What to do: In the material below, find the line that contains "of the green" and the line that contains "[(826, 745)]", then write out exactly those two lines and everything between them.

Available data:
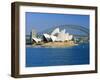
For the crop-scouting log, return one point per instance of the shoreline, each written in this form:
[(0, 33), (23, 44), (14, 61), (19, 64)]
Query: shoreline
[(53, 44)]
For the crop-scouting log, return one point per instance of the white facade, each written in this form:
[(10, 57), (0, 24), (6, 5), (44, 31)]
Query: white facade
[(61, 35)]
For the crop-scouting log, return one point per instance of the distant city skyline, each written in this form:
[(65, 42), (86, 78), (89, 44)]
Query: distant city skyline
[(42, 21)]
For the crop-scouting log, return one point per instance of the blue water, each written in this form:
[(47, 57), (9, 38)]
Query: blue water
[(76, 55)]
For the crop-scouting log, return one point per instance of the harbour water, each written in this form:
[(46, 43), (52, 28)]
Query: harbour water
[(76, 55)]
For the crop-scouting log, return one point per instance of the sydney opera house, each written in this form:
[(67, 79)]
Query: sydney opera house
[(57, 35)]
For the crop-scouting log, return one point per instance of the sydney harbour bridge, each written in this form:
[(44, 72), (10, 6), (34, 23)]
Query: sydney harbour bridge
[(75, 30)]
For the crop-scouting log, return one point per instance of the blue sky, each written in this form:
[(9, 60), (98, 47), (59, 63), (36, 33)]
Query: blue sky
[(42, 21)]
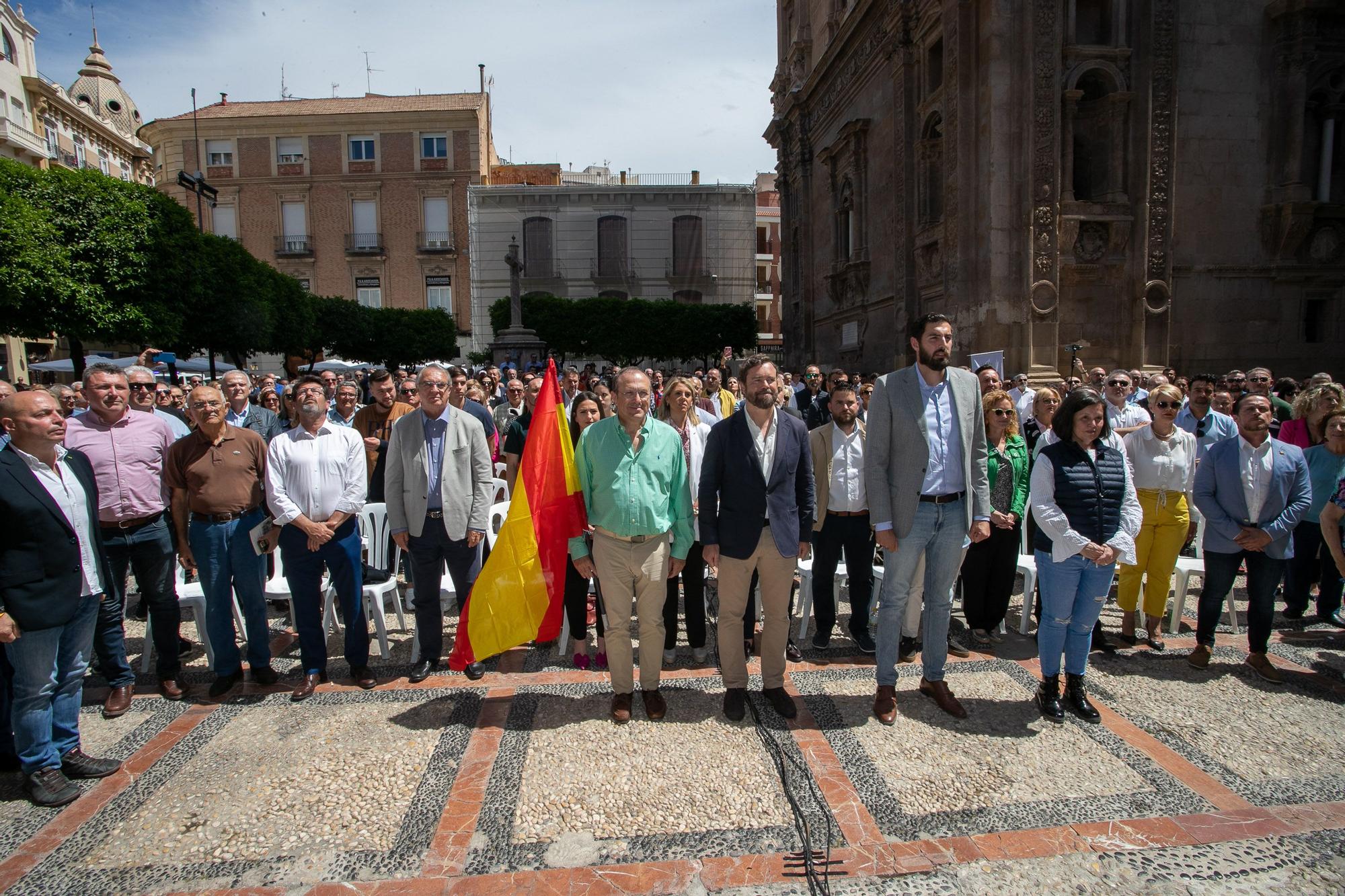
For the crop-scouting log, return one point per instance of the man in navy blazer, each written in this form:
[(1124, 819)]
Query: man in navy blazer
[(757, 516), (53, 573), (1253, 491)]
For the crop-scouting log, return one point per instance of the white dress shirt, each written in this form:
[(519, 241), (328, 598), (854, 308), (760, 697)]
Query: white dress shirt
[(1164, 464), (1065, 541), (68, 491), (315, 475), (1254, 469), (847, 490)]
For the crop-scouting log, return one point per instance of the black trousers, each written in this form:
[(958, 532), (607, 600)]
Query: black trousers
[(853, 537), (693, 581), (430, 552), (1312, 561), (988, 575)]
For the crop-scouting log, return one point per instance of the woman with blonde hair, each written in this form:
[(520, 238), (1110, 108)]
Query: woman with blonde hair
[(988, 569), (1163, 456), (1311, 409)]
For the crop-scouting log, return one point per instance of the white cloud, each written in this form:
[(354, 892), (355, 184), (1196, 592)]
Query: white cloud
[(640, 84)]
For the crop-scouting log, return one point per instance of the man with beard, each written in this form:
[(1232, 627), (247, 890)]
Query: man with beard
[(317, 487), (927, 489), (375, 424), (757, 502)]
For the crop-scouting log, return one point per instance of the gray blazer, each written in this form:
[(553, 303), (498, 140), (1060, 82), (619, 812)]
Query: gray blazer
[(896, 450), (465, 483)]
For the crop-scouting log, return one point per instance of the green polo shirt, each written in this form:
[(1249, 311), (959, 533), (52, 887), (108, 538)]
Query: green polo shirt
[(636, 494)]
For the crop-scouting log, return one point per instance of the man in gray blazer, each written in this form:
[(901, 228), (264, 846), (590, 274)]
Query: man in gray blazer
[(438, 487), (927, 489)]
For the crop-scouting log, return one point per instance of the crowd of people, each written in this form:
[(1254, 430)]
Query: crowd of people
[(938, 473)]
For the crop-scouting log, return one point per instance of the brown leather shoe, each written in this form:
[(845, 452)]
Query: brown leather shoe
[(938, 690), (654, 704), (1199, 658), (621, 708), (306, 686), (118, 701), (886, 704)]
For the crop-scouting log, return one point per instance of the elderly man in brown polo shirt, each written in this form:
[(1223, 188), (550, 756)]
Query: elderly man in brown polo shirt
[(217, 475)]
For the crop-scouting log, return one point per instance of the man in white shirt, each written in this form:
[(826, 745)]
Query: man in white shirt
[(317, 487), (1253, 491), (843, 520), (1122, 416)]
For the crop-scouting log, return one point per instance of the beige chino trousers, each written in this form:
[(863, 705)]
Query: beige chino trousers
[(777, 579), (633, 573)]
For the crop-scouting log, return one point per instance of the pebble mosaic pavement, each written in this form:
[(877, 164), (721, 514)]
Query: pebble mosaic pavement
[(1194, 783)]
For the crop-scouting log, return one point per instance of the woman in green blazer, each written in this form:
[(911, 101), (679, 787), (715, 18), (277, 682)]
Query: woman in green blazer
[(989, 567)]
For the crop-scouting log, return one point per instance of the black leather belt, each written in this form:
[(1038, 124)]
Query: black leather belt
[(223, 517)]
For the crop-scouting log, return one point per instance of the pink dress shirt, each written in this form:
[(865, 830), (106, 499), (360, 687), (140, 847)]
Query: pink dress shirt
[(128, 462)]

Answer below:
For the crop-scouting log, return one point per instance of the green polo shirt, each written in this form:
[(1249, 311), (959, 533), (52, 887), (108, 538)]
Query: green polo shirt
[(636, 494)]
For the crop-scouting log, return one point per instance of the man in gray blazer, each written in this form:
[(901, 228), (264, 846), (590, 274)]
Query: man in gray blazer
[(438, 487), (927, 489)]
For the crop-scouting log, return one point per instance of the crowd of people, each written in this form:
[(1254, 430)]
Query: crowd of people
[(938, 473)]
For the crop-scouting log, return one point per instance of the brown leather shoe, each written in this form:
[(845, 452)]
Query: brown leather shoe
[(938, 690), (654, 704), (1199, 658), (621, 708), (306, 686), (118, 701), (886, 704)]
For the crop-scouting log, return one point per instance of the elderly man in brown polo shirt, each written in this form:
[(1223, 188), (550, 756)]
Query: elderly man in brown polo shirt
[(217, 475)]
For the crop-scouting log, return one point per instance of the man in white shirt, each written in this form:
[(826, 745)]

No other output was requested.